- TASK: Write out every line of the data below exactly as given.

Point-per-instance localization data:
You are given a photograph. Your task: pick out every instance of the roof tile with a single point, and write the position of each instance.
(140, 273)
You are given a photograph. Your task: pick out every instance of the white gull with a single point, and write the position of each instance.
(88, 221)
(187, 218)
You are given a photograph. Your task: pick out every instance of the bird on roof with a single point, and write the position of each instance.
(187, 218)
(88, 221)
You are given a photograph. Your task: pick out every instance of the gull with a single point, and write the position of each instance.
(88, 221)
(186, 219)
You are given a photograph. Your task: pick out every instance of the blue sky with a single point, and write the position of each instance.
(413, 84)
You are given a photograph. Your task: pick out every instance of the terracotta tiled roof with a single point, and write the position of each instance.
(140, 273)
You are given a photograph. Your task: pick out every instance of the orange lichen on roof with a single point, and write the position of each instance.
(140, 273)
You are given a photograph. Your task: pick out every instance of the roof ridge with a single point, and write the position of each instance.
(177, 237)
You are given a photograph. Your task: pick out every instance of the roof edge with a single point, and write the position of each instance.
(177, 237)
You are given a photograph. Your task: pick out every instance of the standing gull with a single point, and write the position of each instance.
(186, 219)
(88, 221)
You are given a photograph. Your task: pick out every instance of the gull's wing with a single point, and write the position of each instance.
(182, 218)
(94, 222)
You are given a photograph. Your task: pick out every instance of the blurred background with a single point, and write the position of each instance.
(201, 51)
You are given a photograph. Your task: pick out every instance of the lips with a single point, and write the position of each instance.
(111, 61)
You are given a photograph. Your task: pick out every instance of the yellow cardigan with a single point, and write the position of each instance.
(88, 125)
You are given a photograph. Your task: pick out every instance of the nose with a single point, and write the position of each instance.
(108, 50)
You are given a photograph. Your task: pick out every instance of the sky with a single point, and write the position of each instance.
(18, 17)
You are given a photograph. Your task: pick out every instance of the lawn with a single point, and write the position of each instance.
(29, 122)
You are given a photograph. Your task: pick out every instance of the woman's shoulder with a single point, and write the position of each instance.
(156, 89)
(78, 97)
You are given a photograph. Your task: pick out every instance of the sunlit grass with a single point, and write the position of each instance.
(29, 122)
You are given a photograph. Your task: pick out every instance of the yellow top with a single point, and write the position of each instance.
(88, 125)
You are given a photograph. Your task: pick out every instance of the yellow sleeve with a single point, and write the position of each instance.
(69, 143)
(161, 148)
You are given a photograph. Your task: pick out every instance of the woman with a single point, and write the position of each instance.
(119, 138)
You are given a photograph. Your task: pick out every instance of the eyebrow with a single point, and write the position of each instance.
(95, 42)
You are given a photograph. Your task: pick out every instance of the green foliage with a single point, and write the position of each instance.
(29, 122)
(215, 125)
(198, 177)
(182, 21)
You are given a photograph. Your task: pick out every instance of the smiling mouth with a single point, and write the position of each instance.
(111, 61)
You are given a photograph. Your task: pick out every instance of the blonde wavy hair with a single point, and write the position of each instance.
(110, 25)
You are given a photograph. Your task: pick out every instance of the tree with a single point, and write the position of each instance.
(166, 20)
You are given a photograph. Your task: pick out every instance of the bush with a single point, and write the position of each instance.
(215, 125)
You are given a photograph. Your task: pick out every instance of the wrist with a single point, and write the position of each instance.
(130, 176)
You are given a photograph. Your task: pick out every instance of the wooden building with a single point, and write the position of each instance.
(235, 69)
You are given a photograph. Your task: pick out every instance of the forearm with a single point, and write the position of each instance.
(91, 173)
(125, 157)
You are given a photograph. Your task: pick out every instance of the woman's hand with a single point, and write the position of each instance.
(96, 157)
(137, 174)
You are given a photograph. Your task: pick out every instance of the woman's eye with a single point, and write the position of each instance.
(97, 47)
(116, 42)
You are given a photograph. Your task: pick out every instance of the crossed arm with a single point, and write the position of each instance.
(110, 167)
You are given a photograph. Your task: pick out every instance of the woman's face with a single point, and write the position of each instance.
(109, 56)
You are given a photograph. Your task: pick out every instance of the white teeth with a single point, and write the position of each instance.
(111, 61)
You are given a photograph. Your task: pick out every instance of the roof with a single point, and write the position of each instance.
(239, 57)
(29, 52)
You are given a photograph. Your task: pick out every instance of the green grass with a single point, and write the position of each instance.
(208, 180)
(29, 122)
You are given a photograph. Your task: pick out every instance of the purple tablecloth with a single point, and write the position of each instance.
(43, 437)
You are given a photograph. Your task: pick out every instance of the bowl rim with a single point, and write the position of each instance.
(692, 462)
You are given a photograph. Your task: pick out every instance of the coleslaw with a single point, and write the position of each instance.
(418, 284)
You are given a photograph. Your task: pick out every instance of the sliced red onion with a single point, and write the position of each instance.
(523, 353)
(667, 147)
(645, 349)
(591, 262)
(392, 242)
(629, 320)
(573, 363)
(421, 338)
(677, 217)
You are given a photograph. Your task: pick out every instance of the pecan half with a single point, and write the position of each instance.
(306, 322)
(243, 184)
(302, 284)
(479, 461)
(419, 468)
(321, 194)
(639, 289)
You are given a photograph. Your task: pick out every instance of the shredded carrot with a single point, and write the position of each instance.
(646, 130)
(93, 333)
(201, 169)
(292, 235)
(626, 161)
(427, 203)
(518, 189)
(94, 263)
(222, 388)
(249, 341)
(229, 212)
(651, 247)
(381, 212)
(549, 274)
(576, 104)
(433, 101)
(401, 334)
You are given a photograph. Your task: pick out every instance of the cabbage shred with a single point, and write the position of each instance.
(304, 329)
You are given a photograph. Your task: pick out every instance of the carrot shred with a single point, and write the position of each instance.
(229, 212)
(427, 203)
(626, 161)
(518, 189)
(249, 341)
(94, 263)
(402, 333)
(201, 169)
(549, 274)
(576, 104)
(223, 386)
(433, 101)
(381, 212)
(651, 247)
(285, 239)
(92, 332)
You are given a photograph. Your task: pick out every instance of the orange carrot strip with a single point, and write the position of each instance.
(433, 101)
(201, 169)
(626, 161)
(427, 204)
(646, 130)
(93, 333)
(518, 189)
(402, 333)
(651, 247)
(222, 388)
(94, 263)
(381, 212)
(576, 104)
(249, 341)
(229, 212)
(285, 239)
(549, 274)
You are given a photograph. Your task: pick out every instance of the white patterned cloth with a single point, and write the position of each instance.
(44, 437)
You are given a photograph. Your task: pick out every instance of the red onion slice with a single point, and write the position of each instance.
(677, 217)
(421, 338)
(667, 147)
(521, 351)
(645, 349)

- SOLUTION:
You are given a photograph. Your task: pick out every instance of the roof tile with a single point, and write the position of each instance.
(140, 273)
You are given a photograph. Your task: pick out every instance of the white gull with a single point, and write the position of each instance.
(88, 221)
(187, 218)
You are given a photograph. Your task: pick out every instance of the bird on roof with a single point, and write the position of each instance.
(187, 218)
(88, 221)
You are given a photograph. Your task: pick out every instance of the gull with a single point, and write the position of each instance.
(88, 221)
(186, 219)
You are given a photograph. Your task: pick out every instance of the blue sky with a single point, and write the position of each instance.
(413, 84)
You are given a photograph. Your task: pick out every instance of the terracotta tiled roof with a single point, and write the position of each instance.
(140, 273)
You are given a photograph. Your task: pick out every instance of the orange lichen on roof with a single point, and write the position of each instance.
(140, 273)
You are given a photograph. Your task: pick out every instance of the roof ridge with a single point, and write the position of each instance.
(177, 237)
You are given a photograph. Your task: pick out every instance of the roof edge with a single point, and write the position of each instance.
(177, 237)
You are given a photograph. Your task: pick out every instance of the standing gull with a single point, and write the position of each instance.
(186, 219)
(88, 221)
You are given a photograph. Your task: pick out every instance of the gull's wing with a single point, and write the position of each instance.
(182, 218)
(94, 222)
You are given a photograph. Your task: pick out every instance of the blurred background with a single point, and write the position of each instance.
(201, 51)
You are given a photograph. Your task: pick out every instance of the lips with a single point, and write the position of each instance.
(111, 61)
You are given a photograph. Your task: pick out every instance of the yellow cardigan with a single point, and write the position of each instance.
(88, 125)
You are given a photograph. Your task: pick out every instance of the nose with a single point, and write the position of each instance.
(108, 50)
You are given a photograph. Your task: pick out every instance of the sky with a single point, and write the position of each instance.
(18, 17)
You are given a photograph. Your task: pick out every instance of the lawn with a single point, and write the position of each instance.
(29, 122)
You are given a photograph. Your task: pick out every instance of the woman's shoulder with a single point, and write the position of each instance.
(156, 89)
(78, 97)
You are given a photograph. Your task: pick out every instance of the sunlit grass with a single point, and write the position of each instance.
(29, 122)
You are given a photograph. Your task: pick out every instance of the yellow top with a single point, and write the position of each instance.
(88, 125)
You are given a photograph. Your task: pick out every instance of the yellow sleeve with a single point, and write the position of each instance.
(69, 143)
(161, 148)
You are given a photograph. Your task: pick out every instance of the woman with a single point, and write the position of each instance.
(119, 138)
You are given a photograph. Your task: pick out every instance of the eyebrow with a single point, and write the position of each instance.
(95, 42)
You are given a photograph. Your task: pick out every instance of the green foliage with a single point, and write the position of each instance.
(29, 122)
(215, 125)
(198, 177)
(182, 21)
You are given a photograph. Your task: pick out every instance of the smiling mouth with a single point, and write the position of each instance.
(111, 61)
You are given a photograph. Your task: pick out every instance of the blonde wavy hair with a single point, and write the position of each instance.
(110, 25)
You are given a photograph. Your task: pick out every instance of the tree with a single point, and write the position of each instance.
(166, 20)
You are given a photograph. Your task: pick out every instance of the bush with a single point, and write the position of each instance.
(215, 125)
You are given a photograph. Your task: pick out every instance of the wrist with a single point, and write the position of each instance.
(130, 176)
You are given a photograph. Your task: pick out every instance of the wooden building with a single point, and write the position of each instance.
(235, 69)
You are given a photograph. Your task: pick out every instance of the forearm with a single point, and write the position of each instance.
(91, 173)
(125, 157)
You are given a photograph. Your task: pick out every instance of the woman's hand with a single point, and write the position of each instance.
(96, 157)
(137, 174)
You are given a photograph. Your task: pick out every instance of the woman's eye with a single point, and write the position of each instance.
(97, 47)
(116, 42)
You are given a photograph. Your task: pick out every instance of the crossed arm with a single point, and write the position of each instance.
(110, 167)
You are given a photograph. Your task: pick out every instance of the woman's face with a single point, and write the position of each instance.
(109, 56)
You are given a photograph. Your task: pick out every instance of the white teeth with a single point, and write the position of each instance.
(111, 61)
You are given a photograph. Your task: pick out every instance of the roof with a single point, and write the position of each instance.
(239, 57)
(29, 52)
You are given a photograph. Your task: pick out every instance of the green grass with a single point, and write the position of each instance.
(208, 180)
(29, 122)
You are given a photograph. Your task: pick out every instance of the purple tablecloth with a single point, and write the position of each instance.
(43, 437)
You are given a photograph. Your task: pick out every instance of the bowl rim with a single point, and write the position of each instance.
(692, 462)
You are given a photograph. Your task: pick out every instance of the coleslaw with a single point, and write the position of each instance.
(418, 284)
You are given a photograph. Your task: pick out every instance of the sliced red onion with a single point, and write the position of each instance.
(523, 353)
(667, 147)
(645, 349)
(591, 262)
(392, 242)
(629, 320)
(573, 363)
(421, 338)
(677, 217)
You are given a photograph. Your task: pick out every instance of the pecan half with a single point, and write the position of each instance.
(306, 322)
(243, 184)
(302, 284)
(479, 461)
(419, 468)
(321, 194)
(639, 289)
You are given a photograph. Your task: pick out every instance of the shredded carrot with a single point, and write the position of each instance.
(646, 130)
(93, 333)
(201, 169)
(292, 235)
(626, 161)
(427, 203)
(518, 189)
(94, 263)
(222, 388)
(249, 341)
(229, 212)
(651, 247)
(381, 212)
(549, 274)
(576, 104)
(433, 101)
(401, 334)
You are given a photograph. Your task: pick out every instance of the cabbage shred with a single point, and write the position of each instance.
(304, 329)
You are given a photograph. Your task: pick out every instance of the carrot shred with a single point, and write the position of each instance.
(229, 212)
(427, 203)
(626, 161)
(518, 189)
(249, 341)
(94, 263)
(402, 333)
(201, 169)
(549, 274)
(576, 104)
(223, 386)
(433, 101)
(381, 212)
(651, 247)
(285, 239)
(92, 332)
You are given a photograph. Your task: pick out every instance of the orange carrot strip with a single point, and write the position of each instance.
(433, 101)
(201, 169)
(626, 161)
(427, 204)
(646, 130)
(93, 333)
(518, 189)
(402, 333)
(651, 247)
(222, 388)
(94, 263)
(381, 212)
(576, 104)
(249, 341)
(229, 212)
(285, 239)
(549, 274)
You are given a photograph. Your task: pick out every instance of the white patterned cloth with a single point, and write the position of each instance.
(44, 437)
You are given a photograph. Your task: pick out every instance of the red onion slice with a single point, and write the position of each instance.
(677, 217)
(421, 338)
(667, 147)
(521, 351)
(645, 349)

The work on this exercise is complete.